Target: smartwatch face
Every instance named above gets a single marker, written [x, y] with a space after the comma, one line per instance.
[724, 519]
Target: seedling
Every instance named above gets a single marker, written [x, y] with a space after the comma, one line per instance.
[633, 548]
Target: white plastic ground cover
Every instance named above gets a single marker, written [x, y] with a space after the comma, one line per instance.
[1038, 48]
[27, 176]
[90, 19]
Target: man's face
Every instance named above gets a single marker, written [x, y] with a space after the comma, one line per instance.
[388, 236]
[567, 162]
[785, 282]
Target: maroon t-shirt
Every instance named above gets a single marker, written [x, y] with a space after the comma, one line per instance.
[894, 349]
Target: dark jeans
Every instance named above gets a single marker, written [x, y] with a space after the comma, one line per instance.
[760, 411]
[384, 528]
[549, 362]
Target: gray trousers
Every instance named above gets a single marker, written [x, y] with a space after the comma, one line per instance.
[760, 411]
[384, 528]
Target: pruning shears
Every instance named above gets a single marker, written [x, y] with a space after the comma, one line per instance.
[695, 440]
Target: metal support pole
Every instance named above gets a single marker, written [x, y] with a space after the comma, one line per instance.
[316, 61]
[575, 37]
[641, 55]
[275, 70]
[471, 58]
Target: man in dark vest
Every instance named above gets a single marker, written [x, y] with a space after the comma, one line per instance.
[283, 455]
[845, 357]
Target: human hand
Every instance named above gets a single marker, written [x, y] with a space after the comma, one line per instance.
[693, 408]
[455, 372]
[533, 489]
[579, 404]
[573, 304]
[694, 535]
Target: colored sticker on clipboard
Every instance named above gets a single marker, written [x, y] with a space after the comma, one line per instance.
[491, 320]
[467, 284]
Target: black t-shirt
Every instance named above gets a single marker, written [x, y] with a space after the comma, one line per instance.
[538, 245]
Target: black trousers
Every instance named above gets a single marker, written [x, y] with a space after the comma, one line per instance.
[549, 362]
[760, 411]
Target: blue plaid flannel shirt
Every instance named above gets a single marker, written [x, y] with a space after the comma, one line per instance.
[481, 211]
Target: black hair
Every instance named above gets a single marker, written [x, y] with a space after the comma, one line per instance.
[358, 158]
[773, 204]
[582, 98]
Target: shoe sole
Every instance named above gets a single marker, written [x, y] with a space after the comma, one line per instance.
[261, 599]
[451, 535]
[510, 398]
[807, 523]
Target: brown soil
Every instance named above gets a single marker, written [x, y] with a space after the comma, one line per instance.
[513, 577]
----------
Try it
Show every line from the entries above in which "face" appears.

Exercise response
Target: smartwatch face
Target: man's face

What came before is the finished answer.